##### SOURCE TEXT #####
Thursday, October 19, 2006

The Garden

This photo is from a day or two after I sowed this plot behind our building with seeds sent from the states, and these are the guys that helped me.

Unpictured is a British fellow named Alex, who's away on vacation, but who has struggled mightily to get something growing back here. When he gets back we'll probably plant the back 40. Back during the summer the murderous mid-east sun and heat killed everything we planted. In Baghdad, everything must be watered EVERY morning - and we just weren't getting the help. With these guys looking after things, and the weather about 20 degrees cooler - there's hope.


From left: Abbas, me, Ali, and I think - Ali. Both Shiites. (Ali is a Shiite name, for the uninitiated) And from Sadr City, like most of the guys that work here. They're probably spies for Jeish Al Meidi, which is Moqtada Al Sadr's militia. We had some guys from our IT help-desk - (IT HELP DESK!!) test positive for explosive residue during a routine check a few months ago, and they were quietly dispensed with. In Arabia, the outsider soon learns that nothing is as it seems. Notice these guys aren't smiling in either photo . . .

Ah, there's that smile! (Once the American is removed!)

One of the problems we had growing stuff here, (one of the complications) is that these guys would dump their mop buckets right here into the soil. They had already succeeded in clogging the street-drain nearby via this method. I bring this up because its so emblematic of Iraqis and their approach to problems, (which is itself emblematic of yet larger problems). They're hired to clean this building, and some of them are only responsible for keeping the plants alive. The gardeners care nothing if a cleaner dumps his poisonous buckets on the plants, and the cleaners think nothing of dumping their trash somewhere else. (We've had instances where Baghdadis who weren't getting their trash picked up (usually because trash-collectors were getting shot) dumping their trash in other neighborhoods where the trash was still being collected, by some miracle. To drive around Baghdad is to marvel that any trash has ever been picked up.


Seeds sowed, ready to grow. (In rich, history-laden, fertile, POISONED Mesopotamian soil). Still, these are AMERICAN seeds - and I have faith that they'll find a way.

SUBTEXT - if you want democracy to work in Iraq - you're going to have to move in Mormons . . . by the boatload.
##### ENTRIES SHOWN #####
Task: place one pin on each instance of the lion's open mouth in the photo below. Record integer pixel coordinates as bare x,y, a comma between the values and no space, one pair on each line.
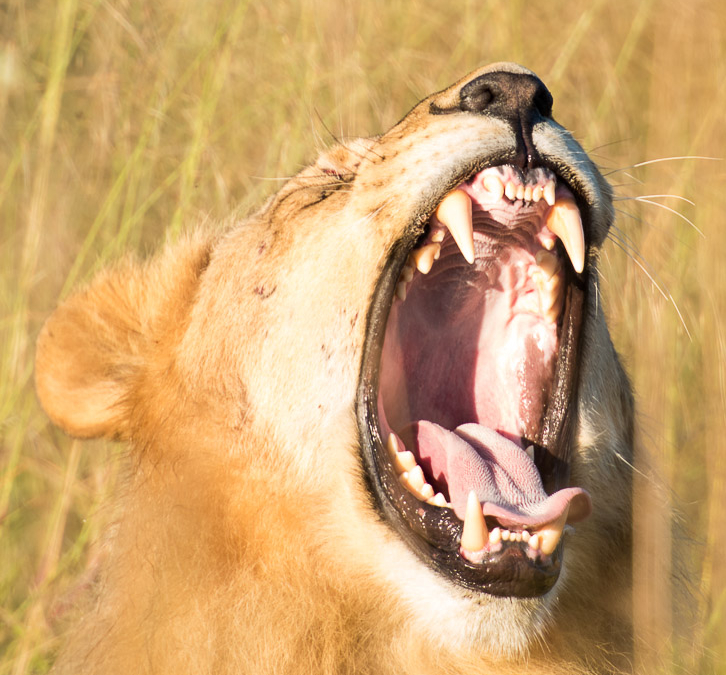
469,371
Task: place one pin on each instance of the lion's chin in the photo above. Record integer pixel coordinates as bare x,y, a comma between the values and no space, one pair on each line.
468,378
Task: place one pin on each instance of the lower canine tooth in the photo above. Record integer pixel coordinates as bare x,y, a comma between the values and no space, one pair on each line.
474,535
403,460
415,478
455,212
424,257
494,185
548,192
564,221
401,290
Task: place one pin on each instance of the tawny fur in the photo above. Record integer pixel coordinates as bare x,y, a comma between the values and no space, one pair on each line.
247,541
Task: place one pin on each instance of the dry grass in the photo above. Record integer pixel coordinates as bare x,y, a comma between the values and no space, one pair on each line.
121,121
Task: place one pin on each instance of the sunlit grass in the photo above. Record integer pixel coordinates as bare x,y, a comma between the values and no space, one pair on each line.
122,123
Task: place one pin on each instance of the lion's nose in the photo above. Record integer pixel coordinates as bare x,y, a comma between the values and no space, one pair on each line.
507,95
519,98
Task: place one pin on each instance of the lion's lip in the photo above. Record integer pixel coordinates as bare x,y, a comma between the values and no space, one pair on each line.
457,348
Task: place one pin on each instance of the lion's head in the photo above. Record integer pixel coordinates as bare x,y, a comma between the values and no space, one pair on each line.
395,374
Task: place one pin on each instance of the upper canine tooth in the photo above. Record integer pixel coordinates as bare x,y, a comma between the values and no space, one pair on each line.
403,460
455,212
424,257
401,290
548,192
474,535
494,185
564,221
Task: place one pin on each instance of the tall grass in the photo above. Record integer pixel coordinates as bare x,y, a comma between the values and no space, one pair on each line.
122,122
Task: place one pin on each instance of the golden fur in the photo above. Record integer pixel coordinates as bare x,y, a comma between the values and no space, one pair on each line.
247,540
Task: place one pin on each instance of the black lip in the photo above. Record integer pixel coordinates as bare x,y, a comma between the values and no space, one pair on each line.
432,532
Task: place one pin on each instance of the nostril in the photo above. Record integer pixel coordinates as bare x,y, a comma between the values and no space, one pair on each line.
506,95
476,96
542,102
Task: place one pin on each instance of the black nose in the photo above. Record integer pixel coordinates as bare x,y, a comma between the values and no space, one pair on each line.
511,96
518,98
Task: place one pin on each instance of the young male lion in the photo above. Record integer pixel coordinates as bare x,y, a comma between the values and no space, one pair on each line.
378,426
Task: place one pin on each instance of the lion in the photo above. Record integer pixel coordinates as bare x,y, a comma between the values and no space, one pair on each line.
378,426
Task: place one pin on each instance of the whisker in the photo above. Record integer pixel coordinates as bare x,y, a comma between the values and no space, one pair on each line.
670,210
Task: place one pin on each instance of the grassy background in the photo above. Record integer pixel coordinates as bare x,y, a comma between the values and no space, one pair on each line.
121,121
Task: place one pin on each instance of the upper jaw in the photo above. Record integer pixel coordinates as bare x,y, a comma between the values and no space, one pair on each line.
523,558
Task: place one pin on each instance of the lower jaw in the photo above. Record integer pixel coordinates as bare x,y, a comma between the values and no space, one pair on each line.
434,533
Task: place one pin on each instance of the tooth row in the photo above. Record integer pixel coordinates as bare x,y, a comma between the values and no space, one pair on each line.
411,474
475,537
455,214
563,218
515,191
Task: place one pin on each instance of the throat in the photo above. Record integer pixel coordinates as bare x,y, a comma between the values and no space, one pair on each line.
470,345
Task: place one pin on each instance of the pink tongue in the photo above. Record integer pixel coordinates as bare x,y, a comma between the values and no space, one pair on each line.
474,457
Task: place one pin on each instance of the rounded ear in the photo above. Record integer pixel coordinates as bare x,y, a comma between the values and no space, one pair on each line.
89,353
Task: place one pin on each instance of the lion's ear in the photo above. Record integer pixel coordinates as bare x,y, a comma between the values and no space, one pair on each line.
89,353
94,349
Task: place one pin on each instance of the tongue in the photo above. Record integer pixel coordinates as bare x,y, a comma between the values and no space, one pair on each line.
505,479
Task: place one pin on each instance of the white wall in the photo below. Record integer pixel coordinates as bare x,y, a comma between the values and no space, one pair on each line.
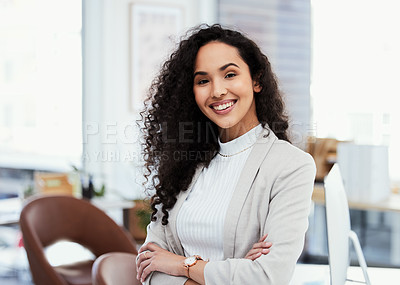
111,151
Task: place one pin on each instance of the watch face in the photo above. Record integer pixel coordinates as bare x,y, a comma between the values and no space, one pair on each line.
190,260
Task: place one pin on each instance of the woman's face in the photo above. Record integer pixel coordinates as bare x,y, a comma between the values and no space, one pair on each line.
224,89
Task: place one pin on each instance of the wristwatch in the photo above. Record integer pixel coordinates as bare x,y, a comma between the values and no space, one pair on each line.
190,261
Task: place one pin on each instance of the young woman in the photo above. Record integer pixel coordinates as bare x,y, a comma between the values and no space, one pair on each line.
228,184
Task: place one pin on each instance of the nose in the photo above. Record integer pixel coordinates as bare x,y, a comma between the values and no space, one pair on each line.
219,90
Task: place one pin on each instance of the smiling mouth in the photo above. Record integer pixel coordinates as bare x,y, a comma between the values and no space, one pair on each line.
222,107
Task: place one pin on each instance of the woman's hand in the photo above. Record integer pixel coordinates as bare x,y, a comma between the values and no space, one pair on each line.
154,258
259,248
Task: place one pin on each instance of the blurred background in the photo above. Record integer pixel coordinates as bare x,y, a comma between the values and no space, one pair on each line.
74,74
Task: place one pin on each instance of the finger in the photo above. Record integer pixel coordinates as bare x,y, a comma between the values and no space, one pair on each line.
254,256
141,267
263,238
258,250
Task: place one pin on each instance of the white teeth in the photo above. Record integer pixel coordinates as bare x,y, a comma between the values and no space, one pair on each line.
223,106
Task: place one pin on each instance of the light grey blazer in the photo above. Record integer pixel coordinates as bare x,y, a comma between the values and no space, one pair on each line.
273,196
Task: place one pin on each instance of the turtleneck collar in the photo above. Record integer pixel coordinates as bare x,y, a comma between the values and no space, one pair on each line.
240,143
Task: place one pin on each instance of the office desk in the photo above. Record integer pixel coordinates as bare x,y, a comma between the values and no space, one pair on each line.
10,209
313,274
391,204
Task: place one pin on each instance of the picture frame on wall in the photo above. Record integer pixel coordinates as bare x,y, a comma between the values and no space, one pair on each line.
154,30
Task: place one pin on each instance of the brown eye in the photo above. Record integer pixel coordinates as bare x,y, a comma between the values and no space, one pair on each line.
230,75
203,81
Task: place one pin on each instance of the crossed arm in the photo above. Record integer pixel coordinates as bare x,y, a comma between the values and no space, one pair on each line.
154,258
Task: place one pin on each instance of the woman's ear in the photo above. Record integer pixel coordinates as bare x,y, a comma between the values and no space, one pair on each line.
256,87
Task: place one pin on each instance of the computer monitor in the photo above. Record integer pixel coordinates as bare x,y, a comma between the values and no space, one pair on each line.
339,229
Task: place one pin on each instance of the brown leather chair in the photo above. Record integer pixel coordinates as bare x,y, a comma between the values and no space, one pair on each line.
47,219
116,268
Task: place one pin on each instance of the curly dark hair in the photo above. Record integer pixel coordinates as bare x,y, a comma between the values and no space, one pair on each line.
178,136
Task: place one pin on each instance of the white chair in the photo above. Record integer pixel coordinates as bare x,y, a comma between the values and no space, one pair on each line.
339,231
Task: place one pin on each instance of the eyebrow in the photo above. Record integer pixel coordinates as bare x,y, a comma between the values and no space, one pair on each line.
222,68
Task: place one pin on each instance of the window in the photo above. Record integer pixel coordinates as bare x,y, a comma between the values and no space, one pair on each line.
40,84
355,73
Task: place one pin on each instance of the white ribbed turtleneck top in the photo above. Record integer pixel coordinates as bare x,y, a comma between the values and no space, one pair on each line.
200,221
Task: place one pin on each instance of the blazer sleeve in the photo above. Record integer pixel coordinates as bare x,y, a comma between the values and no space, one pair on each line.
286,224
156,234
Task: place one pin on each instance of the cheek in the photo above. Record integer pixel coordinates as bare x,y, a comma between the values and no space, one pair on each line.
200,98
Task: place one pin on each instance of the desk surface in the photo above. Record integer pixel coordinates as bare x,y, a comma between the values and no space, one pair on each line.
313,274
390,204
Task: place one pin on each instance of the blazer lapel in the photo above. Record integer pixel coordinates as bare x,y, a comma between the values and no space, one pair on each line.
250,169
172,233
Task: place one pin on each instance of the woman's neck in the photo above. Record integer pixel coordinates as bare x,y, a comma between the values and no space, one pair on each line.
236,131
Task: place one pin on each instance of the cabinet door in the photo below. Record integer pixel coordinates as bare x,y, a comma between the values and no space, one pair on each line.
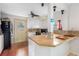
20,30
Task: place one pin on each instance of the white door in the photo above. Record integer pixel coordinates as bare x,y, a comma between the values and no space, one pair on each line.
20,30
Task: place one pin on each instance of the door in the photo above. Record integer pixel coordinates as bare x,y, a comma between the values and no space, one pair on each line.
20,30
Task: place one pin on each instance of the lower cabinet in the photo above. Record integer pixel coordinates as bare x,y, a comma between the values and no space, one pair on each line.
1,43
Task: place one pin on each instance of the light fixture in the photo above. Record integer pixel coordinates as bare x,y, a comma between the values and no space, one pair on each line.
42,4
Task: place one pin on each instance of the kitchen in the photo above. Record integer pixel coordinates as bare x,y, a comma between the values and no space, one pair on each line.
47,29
#####
TASKS TO COMPLETE →
**1.** From the garden post, output the passage that opens with the words containing "Unpictured is a" and closes with "- there's hope.".
**2.** How often does the garden post say everything in Baghdad must be watered?
The rows can be set aside.

WRITTEN RESPONSES →
**1.**
Unpictured is a British fellow named Alex, who's away on vacation, but who has struggled mightily to get something growing back here. When he gets back we'll probably plant the back 40. Back during the summer the murderous mid-east sun and heat killed everything we planted. In Baghdad, everything must be watered EVERY morning - and we just weren't getting the help. With these guys looking after things, and the weather about 20 degrees cooler - there's hope.

**2.** Every morning.